__TRY IT__.
Answer these questions from the vaccine development text below:
1. How does Inovio deliver its DNA vaccine?
2. What does phase one of clinical trials assess in healthy volunteers?
3. What molecules may be combined with protein sub-unit vaccines to boost the immune response at lower doses?

__DOCUMENT EXTRACT__.
With advances in molecular biology, new vaccine technologies have now been created.
Nucleic acid sequencing has revealed the genetic blueprint of the coronavirus and allowed its protein composition to be decoded.
This allows scientists to recreate and generate part of or the whole virus in the laboratory, as well as to develop new vaccine modalities.
Nucleic acids like RNA and DNA can be manipulated in various ways, and manufactured quickly in large quantities.
The challenge is that nucleic acids are less stable and not easily delivered on their own.
American biotechnology company Moderna, currently leading the pack, delivers its mRNA vaccine within a nano-sized lipid particle.
Inovio, another front runner, delivers its DNA vaccine by electroporation, using a controlled electric pulse to inject the vaccine past the cell membrane.
A more elegant approach uses specially engineered and innocuous viral vectors, such as adenoviruses - a group of common viruses - to deliver the coronavirus genetic payload to the body's immune system.
Adenoviruses are good at getting into cells and induce a strong immune response.
They can also be allowed to replicate within the human host, providing longer-lasting immunity.
Another approach is to create vaccines using protein sub-units of the coronavirus.
Such proteins can be synthesised in the laboratory using genetic material derived and modified from the coronavirus.
They may be combined with molecules known as adjuvants, to boost the immune response at lower doses.
TAKING A VACCINE TO THE MARKET
Notwithstanding the initial optimism, and in spite of the latest knowledge and technologies, it could still take more than a year to deliver a coronavirus vaccine to the masses.
The first step is to demonstrate that the new vaccine produces antibodies that can neutralise coronavirus in the laboratory.
This is followed by a challenge test, where live virus is introduced into a vaccinated animal to study its immune response and protective effect.
Once scientists have enough data to be convinced that the virus is both safe and effective, clinical trials involving human subjects can begin.
In phase one, healthy volunteers are injected with the trial vaccine to assess its safety and immunogenicity - its ability to provoke an immune response.
The aim is to find the right dose that elicits a strong immune response without causing serious side effects.
In phase two, hundreds of people are vaccinated and closely monitored to see if this protects them from the virus.
This progresses to phase three, where up to tens of thousands of people are vaccinated in a real-world setting, to see if vaccination reduces the risk of infection, compared with those who have not been vaccinated.
The subjects are closely followed up with for any side effects.
The industry experience is that about 90 per cent of vaccine projects do not go beyond this stage.
If all the boxes are ticked, the company then seeks regulatory approval for a licence to market the vaccine.
At the same time, planning takes place to set up factories to manufacture hundreds of millions of doses of the vaccine under stringent conditions, and to package the final product in individual vials or syringes for shipment.
The health authorities will then have to put in place a national Covid-19 immunisation programme, prioritising high-risk and vulnerable groups within the population to receive the vaccine first.
The programme will then need to be expanded to achieve herd immunity, where enough people in the population develop immunity to the virus such that it can no longer propagate and be transmitted.
Assuming all this happens in time, there remain further questions that need to be addressed.
• Will a booster dose be needed to confer longer-lasting immunity?
• Will the virus mutate and make current vaccines less effective?
• Will enough people be convinced about the safety and efficacy of the vaccine to agree to be vaccinated?
• Will there be equitable distribution of vaccines between high-and low-income countries, and within each country?
With the race to make a Covid-19 vaccine elevated to the global stage, we are now witnesses to an interplay between science, biotechnology, public health, markets, governments and civil society.
It remains to be seen how the pandemic will evolve, and what role a vaccine will eventually play in bringing it to an end.

__INFORMATION GIVEN__.
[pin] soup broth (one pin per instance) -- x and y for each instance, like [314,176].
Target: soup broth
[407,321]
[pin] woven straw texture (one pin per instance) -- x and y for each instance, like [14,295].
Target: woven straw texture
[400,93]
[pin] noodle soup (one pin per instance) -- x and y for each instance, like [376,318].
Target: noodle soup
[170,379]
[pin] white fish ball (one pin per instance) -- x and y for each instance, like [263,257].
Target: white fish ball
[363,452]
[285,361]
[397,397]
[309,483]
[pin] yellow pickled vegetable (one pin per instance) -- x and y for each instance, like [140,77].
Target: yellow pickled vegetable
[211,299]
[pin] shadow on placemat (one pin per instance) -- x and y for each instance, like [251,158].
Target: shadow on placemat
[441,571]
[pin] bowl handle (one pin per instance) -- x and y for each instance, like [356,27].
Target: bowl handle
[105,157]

==

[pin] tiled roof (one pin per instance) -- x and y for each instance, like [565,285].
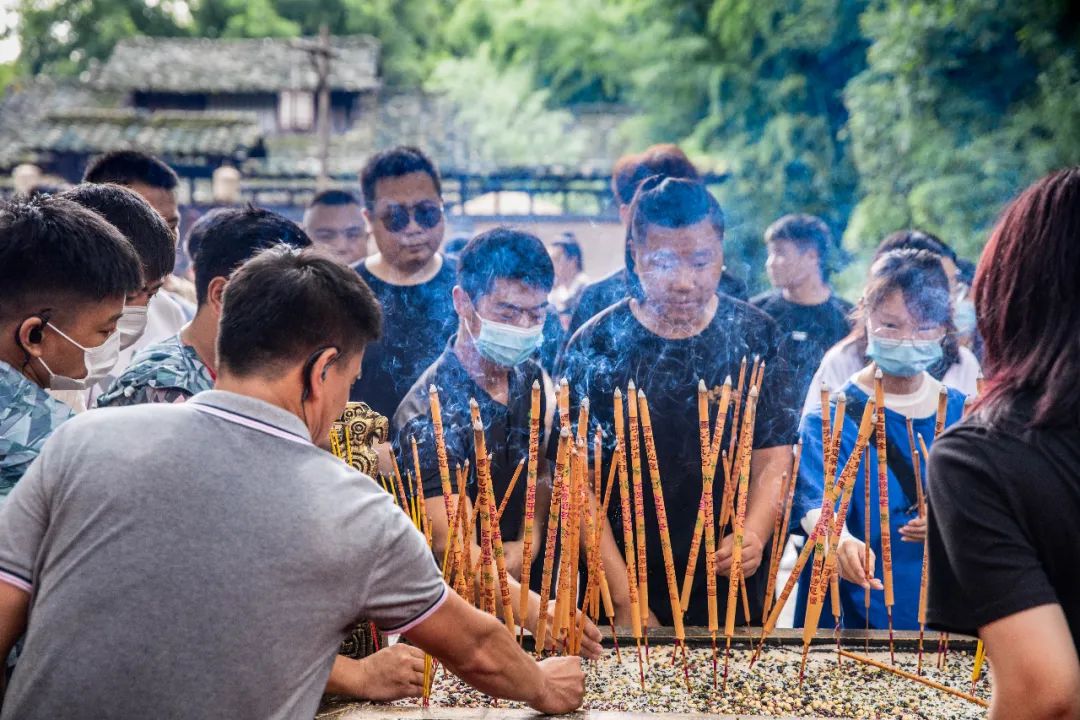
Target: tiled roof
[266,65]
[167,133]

__OUTPUT FOR THIS EXERCISE__.
1. By electroporation, using a controlled electric pulse to inject the vaccine past the cell membrane.
2. The trial vaccine's safety and immunogenicity, meaning its ability to provoke an immune response.
3. Adjuvants.